Problem details:
Every line below must be reproduced exactly. Copy them all.

Extracted records:
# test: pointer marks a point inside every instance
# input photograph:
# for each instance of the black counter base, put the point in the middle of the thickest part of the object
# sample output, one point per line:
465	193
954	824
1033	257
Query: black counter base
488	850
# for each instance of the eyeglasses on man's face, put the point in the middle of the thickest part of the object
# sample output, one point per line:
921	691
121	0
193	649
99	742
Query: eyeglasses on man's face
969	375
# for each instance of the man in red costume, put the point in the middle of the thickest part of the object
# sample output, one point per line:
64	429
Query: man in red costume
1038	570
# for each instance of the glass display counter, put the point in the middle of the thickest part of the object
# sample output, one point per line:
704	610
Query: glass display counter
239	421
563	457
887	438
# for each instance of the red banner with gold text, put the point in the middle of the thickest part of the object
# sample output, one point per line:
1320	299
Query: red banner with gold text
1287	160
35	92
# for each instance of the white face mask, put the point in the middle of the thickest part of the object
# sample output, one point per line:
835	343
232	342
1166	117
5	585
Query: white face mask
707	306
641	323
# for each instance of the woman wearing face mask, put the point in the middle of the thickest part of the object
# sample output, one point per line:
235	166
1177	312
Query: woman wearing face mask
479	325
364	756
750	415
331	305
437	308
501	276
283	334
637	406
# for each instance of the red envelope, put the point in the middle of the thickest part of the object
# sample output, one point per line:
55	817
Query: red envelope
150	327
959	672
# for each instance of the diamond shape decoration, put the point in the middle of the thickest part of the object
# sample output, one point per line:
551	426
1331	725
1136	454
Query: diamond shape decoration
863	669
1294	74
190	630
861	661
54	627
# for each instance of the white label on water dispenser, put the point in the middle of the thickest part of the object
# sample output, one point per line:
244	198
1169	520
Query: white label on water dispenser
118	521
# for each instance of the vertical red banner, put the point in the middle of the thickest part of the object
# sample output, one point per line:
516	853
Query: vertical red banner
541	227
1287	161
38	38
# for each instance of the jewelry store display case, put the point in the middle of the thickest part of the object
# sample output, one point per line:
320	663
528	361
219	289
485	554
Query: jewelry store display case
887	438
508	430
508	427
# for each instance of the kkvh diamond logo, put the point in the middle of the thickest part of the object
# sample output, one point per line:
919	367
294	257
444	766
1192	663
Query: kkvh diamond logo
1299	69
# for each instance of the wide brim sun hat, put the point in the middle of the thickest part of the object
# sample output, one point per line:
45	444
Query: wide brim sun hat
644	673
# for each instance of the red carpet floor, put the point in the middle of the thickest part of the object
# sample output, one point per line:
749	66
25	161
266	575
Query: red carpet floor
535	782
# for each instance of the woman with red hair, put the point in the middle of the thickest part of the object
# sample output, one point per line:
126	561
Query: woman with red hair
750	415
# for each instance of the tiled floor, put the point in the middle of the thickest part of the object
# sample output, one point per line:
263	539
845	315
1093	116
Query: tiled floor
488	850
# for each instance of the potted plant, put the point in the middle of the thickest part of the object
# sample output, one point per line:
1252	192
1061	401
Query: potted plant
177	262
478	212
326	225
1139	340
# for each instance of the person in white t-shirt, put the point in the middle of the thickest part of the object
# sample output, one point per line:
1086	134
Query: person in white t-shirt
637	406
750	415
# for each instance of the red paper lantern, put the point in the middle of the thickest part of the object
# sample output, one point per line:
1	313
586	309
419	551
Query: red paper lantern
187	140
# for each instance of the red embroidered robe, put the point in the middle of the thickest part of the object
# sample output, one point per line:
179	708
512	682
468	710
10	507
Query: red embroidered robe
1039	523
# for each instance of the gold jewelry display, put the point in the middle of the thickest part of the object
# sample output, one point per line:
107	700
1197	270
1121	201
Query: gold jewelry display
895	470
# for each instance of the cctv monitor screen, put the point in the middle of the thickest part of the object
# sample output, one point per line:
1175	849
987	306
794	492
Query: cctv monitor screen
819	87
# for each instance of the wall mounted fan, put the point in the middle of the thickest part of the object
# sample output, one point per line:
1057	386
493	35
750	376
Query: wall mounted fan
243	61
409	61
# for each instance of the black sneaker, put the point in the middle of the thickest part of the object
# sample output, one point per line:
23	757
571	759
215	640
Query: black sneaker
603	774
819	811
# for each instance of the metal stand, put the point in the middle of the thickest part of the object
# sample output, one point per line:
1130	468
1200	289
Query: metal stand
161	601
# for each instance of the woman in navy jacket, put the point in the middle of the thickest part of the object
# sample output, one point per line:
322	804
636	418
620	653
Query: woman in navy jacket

Task output:
# test: pointer marks a point inside every instance
# input photograph:
# for each instance of the black counter base, put the point in the middle of the thickest part of the object
# sample output, one point per line:
465	193
954	824
1033	257
Query: black counter base
488	850
# for each instance of the eyeglasses on man's face, put the point in the middle of the thickest part of the object
# sample output, one point per line:
921	691
121	0
193	649
99	742
Query: eyeglasses on man's face
969	375
# for each instance of the man in red costume, put the point in the middle of the thickest part of the object
# sample output, one point per line:
64	429
Query: man in red costume
1038	570
# for each instance of the glass display counter, put the point in the middle of the thickest part of the object
# sample output, one point per line:
704	610
Query: glass display counter
239	421
563	457
887	438
# for each instance of the red banner with gold text, put the point in the middle of the thickest part of the object
# sample output, one point per line:
1320	299
Query: red banner with gold text
1287	160
35	92
# for each instance of the white face mask, put the point in the middle of the thickest part of the object
# sample output, one point per line:
835	343
232	342
1166	117
5	585
Query: white face mask
707	306
641	323
# for each instance of the woman wearing face mask, put the point in the middle of the thickest part of the object
# sample output, one point per line:
235	166
1177	312
Query: woman wearing face mask
479	325
364	756
750	415
331	305
437	308
501	276
283	334
637	406
# for each instance of the red envelope, put the point in the middle of the thickest part of the object
# sample output, one point per line:
55	817
Query: red envelope
150	327
959	672
# for each instance of the diamond shape decoration, put the point in the middle of the thickest part of the object
# sample output, one point per line:
551	426
1331	725
1136	454
Query: diamond shape decoration
863	669
1294	74
190	630
861	661
54	627
# for each instance of the white label on water dispenser, put the point in the middle of the thickest part of the object
# sample output, one point per line:
244	198
1169	520
Query: white label on water dispenser
118	521
# for each instance of the vertical red banner, put the point in the middle of the thickest part of the object
# sample output, one point per line:
516	853
Query: vertical red banner
541	227
1287	161
38	38
# for each instance of the jewelry store display case, put the point in the middle of the thickest part of the object
# sample output, one point per line:
320	663
528	361
219	289
485	554
Query: jewelry store display case
887	438
508	430
508	427
# for each instance of the kkvh diamond logo, put the point in the middle of the thickest part of the object
# sample output, one point per line:
919	367
294	257
444	766
1192	663
Query: kkvh diamond logo
1299	69
# for each instance of the wide brim sun hat, put the point in the middle of the thickest part of the object
# sample output, one point per line:
45	444
Query: wide brim sun hat
644	673
# for each instance of the red carpet floor, put the point in the middle of the thickest part of the object
# sample output, one point per line:
749	66
25	161
266	575
Query: red carpet floor
535	782
# for each instance of the woman with red hair, put the point in the middle of the thickest part of the object
# sample output, one point per line:
126	561
Query: woman with red hair
750	415
# for each instance of the tiled floor, put the point in the middle of the thickest part of the object
# sample output, one point per line:
263	539
845	315
1093	116
Query: tiled floor
488	850
# for each instance of the potted plant, put the point in the middle of the thickest part of the object
# sample output, one point per line:
1252	192
1061	401
Query: potted plant
177	262
478	212
326	225
1139	340
# for each instance of the person in white t-shirt, put the point in the middle of the thickest part of the object
# sample output, one point per line:
1086	134
Query: person in white t-shirt
637	406
750	415
# for each instance of the red paper lantern, put the point in the middle of the thickest part of the object
# sample output, one point per line:
1	313
586	309
419	551
Query: red paper lantern
187	140
# for each instance of the red embroidered robe, put the point in the middle of the thickest part of the object
# sample output, one point per line:
179	708
512	682
468	710
10	507
Query: red embroidered robe
1039	523
# for each instance of the gold jewelry display, put the point in the middle of the thickest part of the object
# sample output, one point per line:
107	700
1197	270
1121	201
Query: gold jewelry display
895	470
# for each instance of the cctv monitor screen, put the point in the middle of the thickest part of the object
# sample output, one point per line:
1175	849
987	306
794	492
Query: cctv monitor screen
819	87
# for each instance of the wall mounted fan, put the point in the middle of the thickest part of the object
# sample output, one point per line:
1057	386
493	35
750	376
Query: wall mounted fan
243	61
409	61
# for each instance of the black sneaker, put the point in the middle of the thickest part of the object
# sample output, one point per line:
23	757
571	759
215	640
Query: black sneaker
603	774
819	811
# for each instance of the metal stand, put the point in the middle of the thickest part of the object
# sample output, one point per line:
1130	468
1200	289
Query: metal stand
161	601
# for each instance of the woman in navy jacket, put the point in the middle of the thickest part of the object
# sample output, one point per line:
322	804
636	418
620	653
Query: woman in navy jacket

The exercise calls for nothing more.